- [Vorliegender Text]:
Immer mehr Anleger interessieren sich dafür, ob die Unternehmen, deren Aktien oder Anleihen sie erwerben, nachhaltig produzieren. Informationen darüber stellen viele Firmen in Form sogenannter ESG-Angaben bereit: Abkürzung für „ökologisch, sozial und gute Unternehmensführung“.

Ob eine Firma den ESG-Kriterien entspricht wird von Ratingagenturen, Fondsgesellschaften oder NGO's ermittelt. Weil die Nachfrage nach Anlagen mit guten ESG-Werten steigt, boomt auch das Geschäft mit ESG-Daten, für die es allerdings keine einheitlichen Standards gibt: was nachhaltig ist, bestimmt, wer die Daten erhebt oder das Rating vornimmt. Nicht immer erfolgt die Bewertung uneigennützig: Fondsgesellschaften etwa sind kaum geneigt, Anlagen im eigenen Portefeuille als „nicht nachhaltig“ zu diskreditieren. Ratingagenturen fertigen die ESG-Bilanz nicht selten für die eigenen Kunden an. Und NGO's verfolgen eigene Ziele, wenn sie ihr Urteil über Firmen fällen.

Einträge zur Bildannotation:
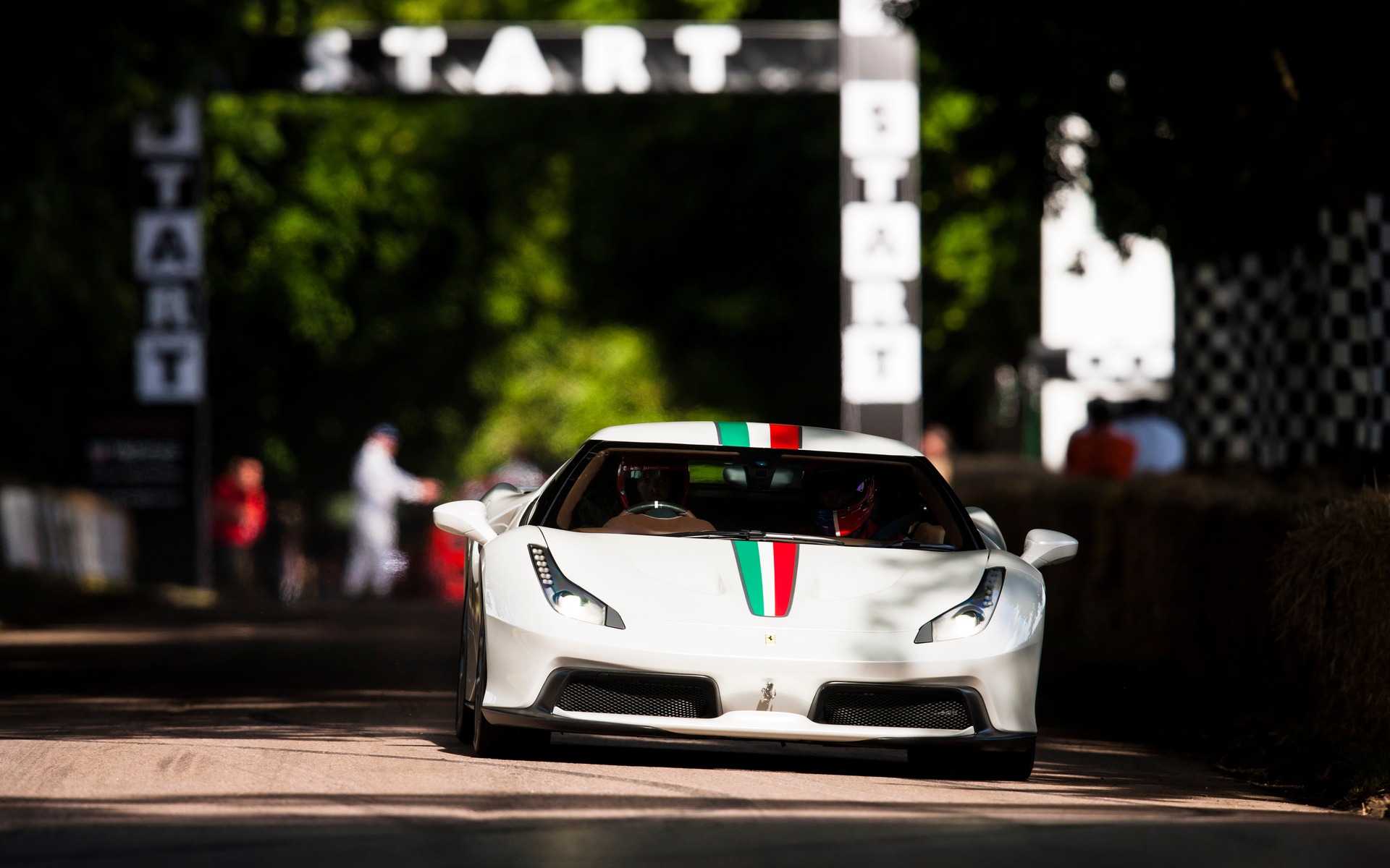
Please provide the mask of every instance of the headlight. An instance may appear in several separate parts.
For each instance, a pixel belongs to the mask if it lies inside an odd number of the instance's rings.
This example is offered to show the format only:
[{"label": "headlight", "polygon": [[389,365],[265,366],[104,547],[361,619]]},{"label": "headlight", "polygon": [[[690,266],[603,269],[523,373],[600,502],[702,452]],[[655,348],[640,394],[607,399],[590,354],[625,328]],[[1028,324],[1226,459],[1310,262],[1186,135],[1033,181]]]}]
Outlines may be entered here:
[{"label": "headlight", "polygon": [[1004,590],[1004,567],[990,567],[980,576],[980,586],[969,600],[923,624],[913,642],[920,644],[974,636],[990,625],[1001,590]]},{"label": "headlight", "polygon": [[545,594],[550,608],[575,621],[602,624],[620,631],[627,629],[623,617],[605,606],[603,600],[564,578],[560,568],[555,565],[555,557],[550,556],[549,549],[543,546],[528,546],[528,549],[531,550],[531,567],[535,568],[535,578],[541,582],[541,593]]}]

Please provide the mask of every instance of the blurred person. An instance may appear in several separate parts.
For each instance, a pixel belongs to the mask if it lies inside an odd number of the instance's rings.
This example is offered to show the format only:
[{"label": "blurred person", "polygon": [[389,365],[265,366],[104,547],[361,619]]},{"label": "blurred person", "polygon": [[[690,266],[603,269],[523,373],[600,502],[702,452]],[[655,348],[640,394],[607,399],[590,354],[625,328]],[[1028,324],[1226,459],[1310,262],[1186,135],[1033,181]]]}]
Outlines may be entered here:
[{"label": "blurred person", "polygon": [[256,458],[235,457],[213,482],[213,546],[217,583],[256,593],[256,540],[265,531],[265,471]]},{"label": "blurred person", "polygon": [[1115,422],[1127,433],[1138,450],[1134,456],[1136,474],[1173,474],[1187,461],[1187,437],[1177,422],[1158,411],[1158,401],[1134,401],[1134,412]]},{"label": "blurred person", "polygon": [[1086,426],[1066,444],[1066,472],[1073,476],[1129,479],[1134,472],[1134,440],[1111,422],[1111,406],[1095,399],[1086,406]]},{"label": "blurred person", "polygon": [[406,556],[396,549],[396,503],[431,503],[439,497],[438,479],[420,479],[396,467],[400,431],[381,424],[368,432],[352,468],[353,521],[343,569],[343,593],[360,597],[368,589],[391,593],[404,572]]},{"label": "blurred person", "polygon": [[951,485],[951,476],[955,474],[955,439],[951,436],[951,429],[940,422],[927,425],[922,432],[922,446],[917,451],[926,456],[947,485]]}]

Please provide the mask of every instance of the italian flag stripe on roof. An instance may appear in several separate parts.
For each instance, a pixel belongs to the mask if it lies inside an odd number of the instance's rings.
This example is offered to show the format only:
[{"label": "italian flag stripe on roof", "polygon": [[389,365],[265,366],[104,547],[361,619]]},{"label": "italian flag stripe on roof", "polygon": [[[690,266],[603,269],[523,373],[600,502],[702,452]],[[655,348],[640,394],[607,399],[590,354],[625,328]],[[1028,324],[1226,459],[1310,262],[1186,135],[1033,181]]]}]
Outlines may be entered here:
[{"label": "italian flag stripe on roof", "polygon": [[748,611],[763,618],[785,617],[796,585],[796,543],[734,540],[734,560],[744,579]]},{"label": "italian flag stripe on roof", "polygon": [[714,422],[720,446],[753,449],[801,449],[801,425],[766,422]]}]

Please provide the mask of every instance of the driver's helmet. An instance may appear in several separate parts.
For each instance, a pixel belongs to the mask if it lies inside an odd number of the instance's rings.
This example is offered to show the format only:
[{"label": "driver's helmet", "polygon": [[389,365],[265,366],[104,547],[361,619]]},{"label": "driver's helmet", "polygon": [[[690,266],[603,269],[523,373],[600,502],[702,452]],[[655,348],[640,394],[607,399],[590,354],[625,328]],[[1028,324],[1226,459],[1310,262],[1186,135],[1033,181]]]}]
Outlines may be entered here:
[{"label": "driver's helmet", "polygon": [[826,536],[853,536],[873,514],[873,476],[852,469],[808,469],[802,487]]},{"label": "driver's helmet", "polygon": [[644,503],[673,503],[685,506],[691,490],[691,471],[684,461],[663,461],[657,457],[624,456],[617,465],[617,496],[623,508]]}]

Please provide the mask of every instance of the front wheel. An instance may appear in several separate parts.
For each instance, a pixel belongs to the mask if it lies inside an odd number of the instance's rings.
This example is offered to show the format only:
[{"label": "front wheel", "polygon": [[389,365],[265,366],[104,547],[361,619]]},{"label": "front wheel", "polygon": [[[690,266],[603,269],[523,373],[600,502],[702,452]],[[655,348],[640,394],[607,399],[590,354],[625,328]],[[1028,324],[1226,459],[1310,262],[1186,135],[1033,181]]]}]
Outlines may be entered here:
[{"label": "front wheel", "polygon": [[[520,729],[499,726],[482,715],[482,697],[488,692],[488,654],[482,631],[478,631],[478,682],[473,689],[473,714],[468,724],[473,729],[474,757],[528,757],[545,750],[550,733],[545,729]],[[459,706],[463,707],[463,689],[459,692]],[[461,712],[460,712],[461,714]],[[459,733],[463,737],[463,733]]]}]

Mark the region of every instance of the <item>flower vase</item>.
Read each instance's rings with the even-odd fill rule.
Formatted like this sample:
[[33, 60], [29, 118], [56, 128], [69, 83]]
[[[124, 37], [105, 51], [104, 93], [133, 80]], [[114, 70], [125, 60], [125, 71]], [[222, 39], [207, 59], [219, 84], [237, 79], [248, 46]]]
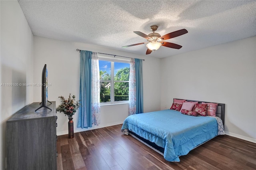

- [Aufgaben]:
A. Beantworte zum Text über ESG-Angaben kurz diese Fragen:
(i) Wofür steht die Abkürzung ESG?
(ii) Wer ermittelt, ob eine Firma den ESG-Kriterien entspricht?
(iii) Für wen fertigen Ratingagenturen die ESG-Bilanz nicht selten an?
B. Schreib den Text über ESG-Angaben ab seinem letzten Satz weiter.
Die Zeilen sind eigenständiges Material und gehören nicht zum Text.

- [Lösungen]:
A.
(i) Für „ökologisch, sozial und gute Unternehmensführung“.
(ii) Ratingagenturen, Fondsgesellschaften oder NGO's.
(iii) Für die eigenen Kunden.

B.
Dem will die Kommission jetzt ein Ende machen. ESG-Ratings sollen transparenter, nachvollziehbarer und vor allem unabhängiger werden. Bei der Erhebung und Verarbeitung der entsprechenden Daten müssten Interessenkonflikte vermieden werden, sagt die zuständige Kommissarin, Mairaed McGuinness. In Brüssel geht man davon aus, dass der Markt für ESG-Ratings in den nächsten Jahren stark wachsen wird und man hofft, dass die Anleger ihr Geld vor allem dort investieren, wo es einen Beitrag zur Umsetzung der europäischen Klimaziele leistet. Das ist derzeit nicht immer der Fall. Was nachhaltig ist, kann jeder selbst entscheiden.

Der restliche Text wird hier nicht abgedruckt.